___ Data
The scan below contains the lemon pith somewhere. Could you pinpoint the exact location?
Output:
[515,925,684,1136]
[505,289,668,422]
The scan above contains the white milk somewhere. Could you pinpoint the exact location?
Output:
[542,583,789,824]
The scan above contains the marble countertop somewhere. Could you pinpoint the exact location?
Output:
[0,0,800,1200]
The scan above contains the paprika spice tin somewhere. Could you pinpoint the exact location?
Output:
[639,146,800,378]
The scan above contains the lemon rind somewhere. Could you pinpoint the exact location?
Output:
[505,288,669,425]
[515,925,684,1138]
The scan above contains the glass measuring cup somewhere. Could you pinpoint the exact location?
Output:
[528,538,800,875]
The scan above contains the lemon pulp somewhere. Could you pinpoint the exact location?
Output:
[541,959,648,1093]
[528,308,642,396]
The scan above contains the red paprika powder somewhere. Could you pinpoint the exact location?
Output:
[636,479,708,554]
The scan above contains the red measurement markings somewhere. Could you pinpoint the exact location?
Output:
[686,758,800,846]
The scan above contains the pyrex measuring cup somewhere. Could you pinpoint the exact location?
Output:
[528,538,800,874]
______
**Aim of the task:**
Rescale every record from the line containing "The scan above contains the lemon rind" down to the line containing "[636,479,708,554]", both ends included: reproduce each line, requests included, and multiply every bounding-box coordinate in the answers by 1.95, rounding to whole numbers with halves rounded up. Give only these lines.

**Response below:**
The scan above contains the lemon rind somewhere. Could you pinpoint the exact location?
Output:
[985,562,1305,829]
[1004,1804,1334,2219]
The scan above contains the glass measuring cup somewhere. Could you pinpoint the exact location?
Output:
[1030,1049,1560,1706]
The scan above contains the lemon pulp somewhere. Could you pinpoint the exact location?
Output:
[1055,1870,1264,2131]
[1030,601,1252,772]
The scan above contains the red paprika powder somewhere. Could you pinpoint the exact location?
Output:
[1240,934,1381,1080]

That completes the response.